----- RECORDS SHOWN

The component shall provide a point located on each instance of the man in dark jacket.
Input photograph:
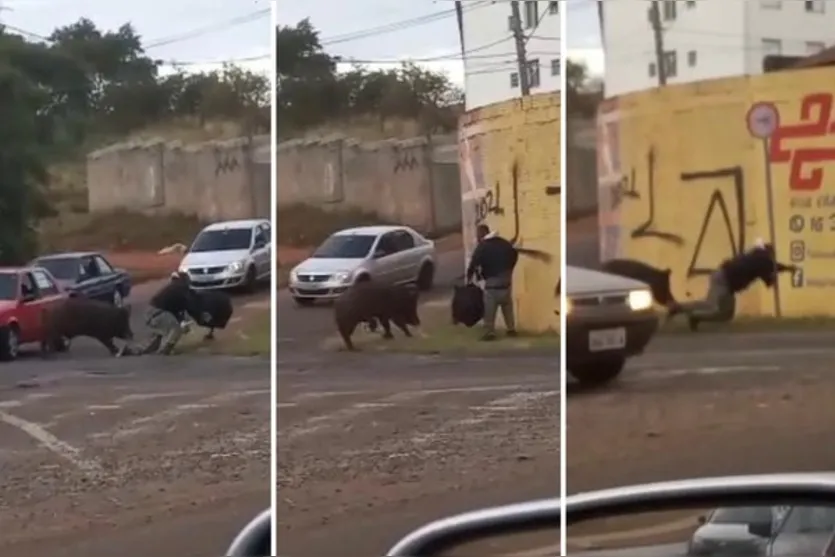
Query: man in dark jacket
(733, 276)
(494, 259)
(167, 311)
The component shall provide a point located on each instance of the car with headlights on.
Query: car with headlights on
(230, 254)
(385, 254)
(609, 319)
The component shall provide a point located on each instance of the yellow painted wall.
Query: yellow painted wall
(510, 170)
(692, 143)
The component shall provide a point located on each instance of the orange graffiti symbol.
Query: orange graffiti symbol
(805, 173)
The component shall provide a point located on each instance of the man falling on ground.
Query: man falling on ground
(494, 259)
(733, 276)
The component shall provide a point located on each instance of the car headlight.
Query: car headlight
(342, 277)
(640, 300)
(236, 267)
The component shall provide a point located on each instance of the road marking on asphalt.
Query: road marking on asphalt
(144, 424)
(47, 440)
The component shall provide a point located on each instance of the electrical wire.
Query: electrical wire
(208, 29)
(399, 25)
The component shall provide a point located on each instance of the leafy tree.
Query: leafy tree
(311, 91)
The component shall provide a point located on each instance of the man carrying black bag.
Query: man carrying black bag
(494, 258)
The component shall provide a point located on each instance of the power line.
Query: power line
(208, 29)
(398, 25)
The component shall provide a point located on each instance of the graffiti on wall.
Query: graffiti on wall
(225, 162)
(404, 159)
(732, 223)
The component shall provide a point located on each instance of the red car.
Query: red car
(24, 295)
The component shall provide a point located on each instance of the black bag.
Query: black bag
(467, 305)
(212, 309)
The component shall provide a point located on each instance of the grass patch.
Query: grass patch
(117, 231)
(752, 325)
(438, 336)
(251, 336)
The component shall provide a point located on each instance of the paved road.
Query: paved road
(371, 448)
(708, 405)
(303, 329)
(133, 456)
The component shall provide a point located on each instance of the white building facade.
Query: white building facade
(708, 39)
(491, 70)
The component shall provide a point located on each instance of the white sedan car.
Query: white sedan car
(386, 254)
(230, 254)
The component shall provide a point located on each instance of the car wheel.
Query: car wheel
(597, 373)
(426, 277)
(251, 280)
(9, 343)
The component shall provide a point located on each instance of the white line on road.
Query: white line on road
(52, 443)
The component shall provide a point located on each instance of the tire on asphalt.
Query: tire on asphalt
(597, 373)
(426, 277)
(9, 343)
(301, 301)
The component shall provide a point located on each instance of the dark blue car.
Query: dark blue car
(88, 274)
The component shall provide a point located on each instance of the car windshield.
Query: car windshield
(353, 246)
(8, 286)
(741, 515)
(802, 520)
(62, 268)
(222, 240)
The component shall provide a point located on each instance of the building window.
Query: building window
(813, 47)
(669, 11)
(772, 47)
(670, 63)
(814, 6)
(533, 73)
(531, 14)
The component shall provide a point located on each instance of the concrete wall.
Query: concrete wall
(510, 179)
(216, 180)
(693, 174)
(413, 182)
(581, 168)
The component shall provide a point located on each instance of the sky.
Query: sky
(339, 20)
(199, 32)
(583, 40)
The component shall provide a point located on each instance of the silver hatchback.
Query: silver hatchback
(385, 254)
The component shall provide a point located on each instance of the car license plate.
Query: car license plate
(607, 339)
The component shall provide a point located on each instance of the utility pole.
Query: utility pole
(521, 56)
(658, 36)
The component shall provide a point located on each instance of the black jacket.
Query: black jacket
(175, 297)
(494, 258)
(745, 268)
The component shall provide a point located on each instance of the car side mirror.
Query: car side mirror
(760, 529)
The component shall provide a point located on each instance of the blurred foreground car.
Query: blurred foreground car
(24, 295)
(230, 254)
(88, 274)
(385, 254)
(610, 319)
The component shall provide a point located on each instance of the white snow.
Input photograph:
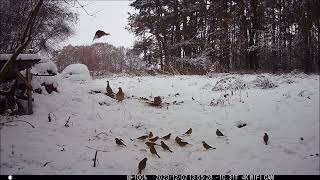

----------

## GOAL OF THE EXERCISE:
Could the data above be reproduced exactly, with the pictures left out?

## ANSWER SPACE:
The component shall provide a point located on each instance of the man in dark jacket.
Input photograph:
Query: man in dark jacket
(733, 276)
(494, 259)
(167, 311)
The component shall provide a point located on each instance of the car with headlights on.
Query: car with headlights on
(230, 254)
(385, 254)
(609, 319)
The component shall provide a point located on each instance of the yellow painted wall.
Query: yellow painted wall
(510, 170)
(692, 143)
The component shall provide a point located on each instance of the orange graffiti symbol.
Query: orange graffiti symbol
(805, 173)
The component shall provide a point located on each instance of the man falling on ground.
Query: man falling on ground
(494, 259)
(733, 276)
The component shall provide a point located on each instance of the car headlight.
Query: car headlight
(342, 277)
(640, 300)
(236, 267)
The component shall provide a point located on each instance of the road marking on asphalt.
Query: road marking on asphalt
(144, 424)
(47, 440)
The component shall provide a point located on each instance of the electrical wire.
Query: electrical wire
(208, 29)
(399, 25)
The component shall provide a point located on each instance of the leafy tree.
Query: leafy tree
(311, 91)
The component shall provide a point located on each instance of the man carrying black bag.
Query: man carrying black bag
(494, 258)
The component shall provide a point located on each instance of the power line.
Query: power line
(208, 29)
(398, 25)
The component shall provide a point located on each instance of the graffiti on wall.
Query: graffiti on wall
(225, 162)
(404, 159)
(732, 223)
The component shall provide a point located on each instance of the red car.
Query: red car
(24, 295)
The component shall provide a point located on each instance of the black bag.
Query: black bag
(467, 305)
(212, 309)
The component shall provide a point located on each instance of the grass patch.
Query: grass patch
(117, 231)
(752, 325)
(438, 336)
(251, 336)
The component shall provide a point located on each instance of the paved road.
Query: paved road
(371, 448)
(708, 405)
(303, 329)
(133, 456)
The component shall provide a point located on each instance of the white building facade.
Query: white building facade
(708, 39)
(491, 70)
The component shall provide a point located on each instance of the white sedan car.
Query: white sedan car
(386, 254)
(230, 254)
The component shall provide a point located on each instance of the car wheel.
Query: car wheel
(597, 373)
(426, 277)
(251, 280)
(9, 343)
The component shall provide a point located on each instance of the white line on road.
Query: white line on road
(52, 443)
The component shall provide a point located on each instance of the tire on asphalt.
Query: tire on asphalt
(597, 373)
(426, 277)
(9, 343)
(301, 301)
The component shall provide a point located on each instance of the dark blue car.
Query: dark blue car
(88, 274)
The component shall provide a point located on each instance of the car windshield.
Query: car windshield
(353, 246)
(8, 286)
(741, 515)
(802, 520)
(62, 268)
(222, 240)
The component shall provide a point located on each instance of the building window.
Query: building window
(813, 47)
(669, 11)
(772, 47)
(670, 63)
(814, 6)
(533, 73)
(531, 14)
The component shall provide a point located on each instance of the concrete wall.
Query: concrete wall
(510, 179)
(216, 180)
(693, 174)
(413, 182)
(581, 168)
The component shall provide a point located on each instance of the sky.
Query: sky
(339, 20)
(199, 32)
(583, 40)
The component shall provide a point located on each instance of the silver hatchback.
Query: silver hatchback
(385, 254)
The component shall provide a point located on each instance of the car license plate.
Query: car license plate
(607, 339)
The component shall provide a point located on each instance of the utility pole.
Query: utility pole
(521, 56)
(658, 36)
The component shall provide a point located on each instance of the black jacket.
Query: black jacket
(175, 297)
(494, 258)
(745, 268)
The component shall provide a point located on each instance of the car side mirror.
Query: car side mirror
(760, 529)
The component shall provide a point located on each instance of the blurred foreground car.
Query: blurred foreground car
(24, 295)
(230, 254)
(88, 274)
(385, 254)
(610, 319)
The component shall provide a point located on each instance of the white snow.
Input photograph:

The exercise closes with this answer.